Dataset rows showing where objects appear:
-----

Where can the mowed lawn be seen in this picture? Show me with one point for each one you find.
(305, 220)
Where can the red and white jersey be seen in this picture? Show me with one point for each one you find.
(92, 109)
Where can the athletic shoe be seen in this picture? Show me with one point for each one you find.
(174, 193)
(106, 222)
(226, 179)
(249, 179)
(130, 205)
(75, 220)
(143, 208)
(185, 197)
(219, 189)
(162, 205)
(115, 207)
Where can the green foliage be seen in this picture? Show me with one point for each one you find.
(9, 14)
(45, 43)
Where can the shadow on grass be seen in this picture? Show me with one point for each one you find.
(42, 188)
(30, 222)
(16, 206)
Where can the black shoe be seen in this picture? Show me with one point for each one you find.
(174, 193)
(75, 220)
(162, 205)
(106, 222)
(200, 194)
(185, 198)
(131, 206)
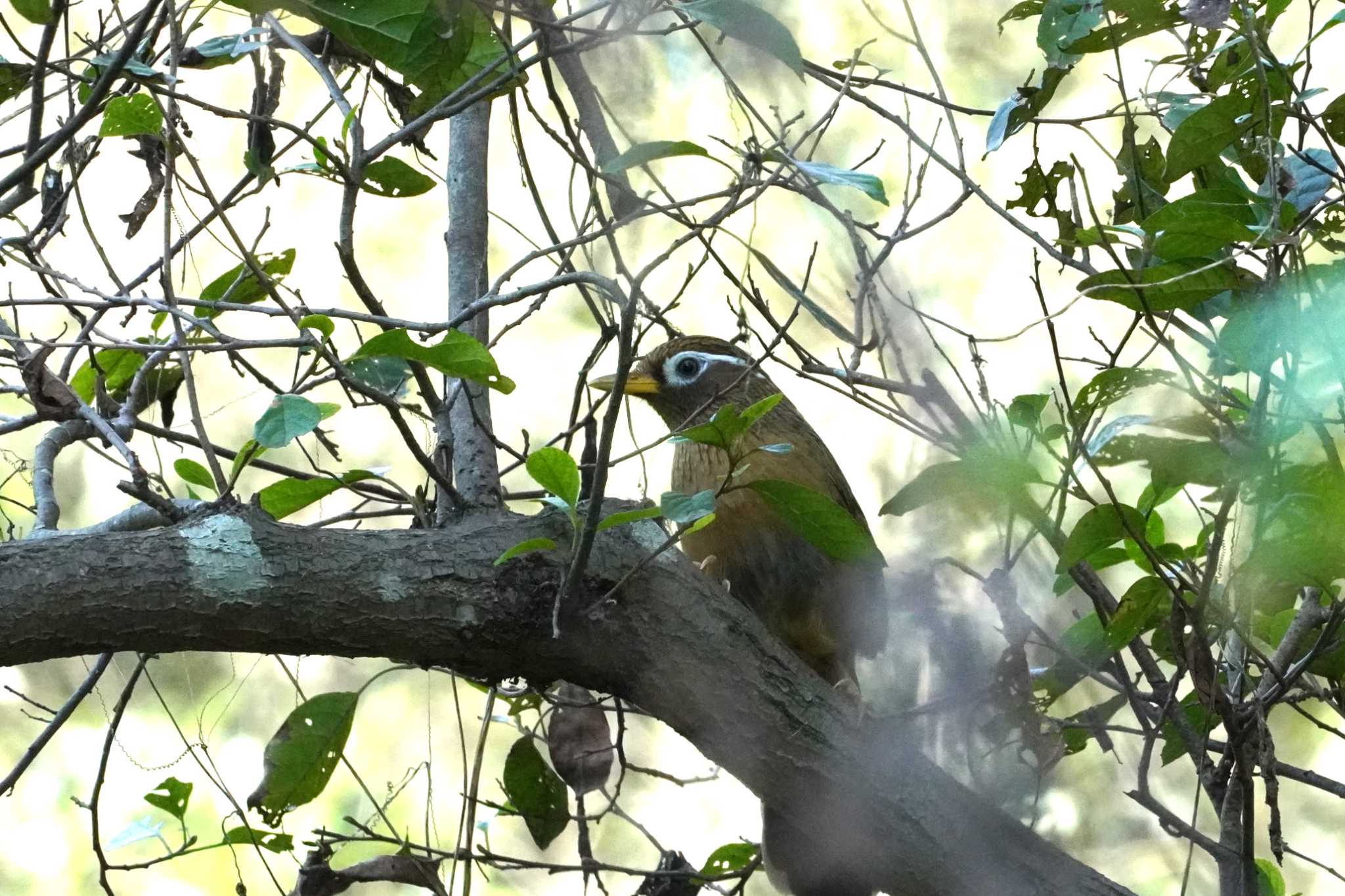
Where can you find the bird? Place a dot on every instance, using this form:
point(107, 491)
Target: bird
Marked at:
point(827, 612)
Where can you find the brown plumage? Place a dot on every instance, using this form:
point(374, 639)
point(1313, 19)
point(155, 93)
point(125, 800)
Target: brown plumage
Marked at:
point(827, 612)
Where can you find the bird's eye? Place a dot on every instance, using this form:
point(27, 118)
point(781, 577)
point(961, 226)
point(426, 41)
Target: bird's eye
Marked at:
point(689, 367)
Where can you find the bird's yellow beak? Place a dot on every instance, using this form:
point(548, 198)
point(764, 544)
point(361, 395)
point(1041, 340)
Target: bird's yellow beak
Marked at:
point(635, 385)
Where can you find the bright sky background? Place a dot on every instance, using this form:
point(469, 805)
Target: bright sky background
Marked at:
point(970, 273)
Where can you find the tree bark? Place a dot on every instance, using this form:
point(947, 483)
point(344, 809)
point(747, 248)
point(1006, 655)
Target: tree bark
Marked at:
point(671, 641)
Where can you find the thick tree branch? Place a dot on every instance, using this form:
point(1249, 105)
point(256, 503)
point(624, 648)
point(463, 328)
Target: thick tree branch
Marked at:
point(671, 643)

-----

Render each line of the entries above as a JSON list of strings, one string per line, skipping blank lines and leaving the pictures out.

[
  "Where can the mowed lawn be seen in this picture? Show me with one point for each one you find.",
  "(305, 220)",
  "Where can the red and white jersey be seen in this picture? Show me with one point for each one you find.",
  "(92, 109)",
  "Where can the athletic shoe be seen in this picture? Show me with one point for each one you find.",
  "(174, 193)",
  "(106, 222)",
  "(226, 179)",
  "(249, 179)",
  "(130, 205)",
  "(75, 220)",
  "(143, 208)",
  "(185, 197)",
  "(219, 189)",
  "(162, 205)",
  "(115, 207)",
  "Where can the green foliage be seen in this picture? Show me with one point for each one you find.",
  "(9, 14)",
  "(45, 43)",
  "Where can the shadow on grass be seen in this picture? Show me with one point for each one you find.",
  "(42, 188)",
  "(30, 222)",
  "(16, 206)",
  "Where can the black shoe be seen in this picture? Show me with one point for each one you find.",
  "(174, 193)",
  "(75, 220)",
  "(162, 205)",
  "(106, 222)",
  "(200, 194)",
  "(185, 198)",
  "(131, 206)",
  "Where can you find the bird? Place a dot on every instance, using this form:",
  "point(107, 491)",
  "Target: bird",
  "Marked at:",
  "point(827, 612)",
  "Where can you find the brown plumage? Place a dot on every instance, using this form:",
  "point(374, 639)",
  "point(1313, 19)",
  "point(155, 93)",
  "point(125, 800)",
  "Target: brown plumage",
  "Marked at:",
  "point(827, 612)",
  "Where can you find the bird's eye? Place a dot on every instance, using this form:",
  "point(27, 118)",
  "point(781, 577)",
  "point(961, 226)",
  "point(426, 41)",
  "Target: bird's eye",
  "Marked at:",
  "point(689, 367)",
  "Where can you find the bird's yellow beak? Place a dot on every instance, using this form:",
  "point(548, 198)",
  "point(764, 544)",
  "point(361, 395)",
  "point(1041, 340)",
  "Target: bird's yellow beak",
  "Marked at:",
  "point(635, 385)",
  "Where can you find the bright sky background? Place a dot on every instance, using this form:",
  "point(469, 805)",
  "Target: bright sky background",
  "Marked at:",
  "point(970, 273)",
  "Where can you find the tree bark? Place a dot on every instance, using this form:",
  "point(947, 483)",
  "point(344, 809)",
  "point(747, 248)",
  "point(1006, 655)",
  "Target: tree bark",
  "Marked at:",
  "point(671, 641)",
  "Where can you find the thick tree branch? Place a dot on every instance, using this form:",
  "point(1249, 105)",
  "point(256, 503)",
  "point(624, 648)",
  "point(463, 328)",
  "Target: thick tree branch",
  "Marked at:",
  "point(671, 643)"
]